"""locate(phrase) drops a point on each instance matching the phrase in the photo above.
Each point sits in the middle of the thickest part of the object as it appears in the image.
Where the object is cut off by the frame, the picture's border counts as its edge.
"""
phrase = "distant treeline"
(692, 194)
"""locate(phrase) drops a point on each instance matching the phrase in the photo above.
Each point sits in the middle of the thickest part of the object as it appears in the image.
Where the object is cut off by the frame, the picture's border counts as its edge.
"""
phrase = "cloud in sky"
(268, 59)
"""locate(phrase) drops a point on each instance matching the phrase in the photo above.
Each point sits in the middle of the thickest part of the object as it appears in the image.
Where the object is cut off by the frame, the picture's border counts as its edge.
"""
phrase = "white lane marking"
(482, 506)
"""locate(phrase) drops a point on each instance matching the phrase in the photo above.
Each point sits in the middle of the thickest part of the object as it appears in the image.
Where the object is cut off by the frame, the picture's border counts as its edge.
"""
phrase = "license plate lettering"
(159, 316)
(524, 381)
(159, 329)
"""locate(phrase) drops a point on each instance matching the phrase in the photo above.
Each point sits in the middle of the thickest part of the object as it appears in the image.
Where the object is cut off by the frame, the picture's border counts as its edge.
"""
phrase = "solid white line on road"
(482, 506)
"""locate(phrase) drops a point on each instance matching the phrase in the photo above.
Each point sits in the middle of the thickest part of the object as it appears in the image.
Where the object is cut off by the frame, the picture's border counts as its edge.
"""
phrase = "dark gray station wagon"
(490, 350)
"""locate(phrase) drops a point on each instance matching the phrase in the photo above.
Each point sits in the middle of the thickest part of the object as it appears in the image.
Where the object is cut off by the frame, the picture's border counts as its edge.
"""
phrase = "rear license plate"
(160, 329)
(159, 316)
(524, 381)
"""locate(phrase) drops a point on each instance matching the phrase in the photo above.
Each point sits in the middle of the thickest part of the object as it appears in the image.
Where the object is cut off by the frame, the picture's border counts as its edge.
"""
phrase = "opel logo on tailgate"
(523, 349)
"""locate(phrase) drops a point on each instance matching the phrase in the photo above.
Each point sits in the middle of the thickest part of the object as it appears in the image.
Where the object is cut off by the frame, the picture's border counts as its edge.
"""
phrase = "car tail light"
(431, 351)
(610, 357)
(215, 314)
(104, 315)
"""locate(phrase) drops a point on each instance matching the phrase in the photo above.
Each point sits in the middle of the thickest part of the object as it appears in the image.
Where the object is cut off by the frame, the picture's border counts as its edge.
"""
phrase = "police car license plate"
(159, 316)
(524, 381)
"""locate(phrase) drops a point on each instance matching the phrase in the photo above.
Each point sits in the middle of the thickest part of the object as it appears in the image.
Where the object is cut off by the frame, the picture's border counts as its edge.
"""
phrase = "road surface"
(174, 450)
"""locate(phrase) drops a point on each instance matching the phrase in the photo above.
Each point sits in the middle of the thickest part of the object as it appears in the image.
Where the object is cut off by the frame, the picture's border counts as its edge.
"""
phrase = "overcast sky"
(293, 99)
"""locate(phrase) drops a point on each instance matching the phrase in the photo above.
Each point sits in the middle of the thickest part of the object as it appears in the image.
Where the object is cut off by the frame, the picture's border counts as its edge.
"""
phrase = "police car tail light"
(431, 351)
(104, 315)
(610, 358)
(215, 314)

Task objective
Using the material above, output each line exactly as it appears.

Answer box
"""locate(phrase) drops a point on each instance matching the phrase in the photo above.
Each point sits in the middle of the thickest part of the object as it appears in the image.
Where the object is cut off by the frame, the picture's border counts as its edge.
"""
phrase = "distant treeline"
(692, 194)
"""locate(phrase) drops a point on each instance matching the phrase in the photo above.
Each point sits in the middle of the thickest part of the object as it appears in the image.
Where the object is cut off by the frame, the picture's border counts as its edge.
"""
phrase = "cloud in sky"
(268, 59)
"""locate(phrase) drops a point on each instance matching the phrase in the photo above.
Each point sits in the middle of the thickest part of the object as it appears in the image.
Where the object is cut off by the frame, the picture's border counts as its edge.
"""
phrase = "white lane marking"
(482, 506)
"""locate(phrase) drops a point on each instance matching the phrase in the photo above.
Each point sits in the middle of the thickest part of the object as it appears in the image.
Where the object is cut off by the frame, the picture's border counts as its edge.
"""
phrase = "license plate lettering"
(159, 316)
(524, 381)
(159, 329)
"""locate(phrase) drops a point on each instance matching the phrase in the photo above.
Each point sits in the middle of the thickest part of the object as it appears in the image.
Where the object is cut off by the frame, the picture's border counts as its edge.
"""
phrase = "solid white line on road"
(482, 506)
"""locate(phrase) drops a point on each instance matching the phrase in the photo above.
Each point sits in the middle of the thickest part of the object as it appears in the image.
Where the object is cut off by the frame, the picture's border counts as its edge.
"""
phrase = "dark gray station wagon"
(490, 350)
"""locate(phrase) drops a point on each instance matching the phrase in the photo above.
Each point sits in the middle of the thickest part of the object as it appears in the image.
Where the object is cut off by the frame, the picture's border counts as its edge.
"""
phrase = "rear license plate"
(160, 329)
(159, 316)
(524, 381)
"""locate(phrase) drops a point on each instance matching the phrase in the photo above.
Each point sits in the middle of the thickest part of the object as it appears in the image.
Where the object is cut off by the frame, the picture's border counts as its edge.
"""
phrase = "opel logo on tailgate"
(523, 349)
"""locate(phrase) drops a point on each instance matching the phrase in the photo above.
Each point sits in the middle of the thickest part of the object as it appears in the image.
Where the object is cut off by the frame, the picture's border counts as its edge.
"""
phrase = "car tail light"
(431, 351)
(610, 357)
(215, 314)
(104, 315)
"""locate(phrase) drops a point on each instance matching the phrase in the photo above.
Each point sits in the middle of the thickest part of the object as it appears in the image.
Where the object is cut off by the frame, the picture's border counts as its edge.
"""
phrase = "police car license plate"
(159, 316)
(524, 381)
"""locate(phrase) drops a point on each instance matching the phrase in the photo above.
Each point sits in the middle of the thickest part of the object as it appears in the image.
Where the object is cut off by the frame, the picture's border counts as its edge.
"""
phrase = "road surface"
(174, 450)
"""locate(phrase) drops a point on each instance matching the phrase in the photo above.
Each point sits in the middle of the thickest part of the object as it appears in the image.
Where the object is cut off by the frame, the picture's border counts as its edge.
"""
phrase = "overcast sky"
(293, 99)
"""locate(phrase) drops a point on each instance matching the phrase in the photo above.
Each point sits in the middle of the thickest part of the object as it appears in the image.
Where the object is cut off by the frame, the picture's border counts as its edge.
"""
phrase = "police car tail light"
(431, 351)
(104, 315)
(610, 358)
(215, 314)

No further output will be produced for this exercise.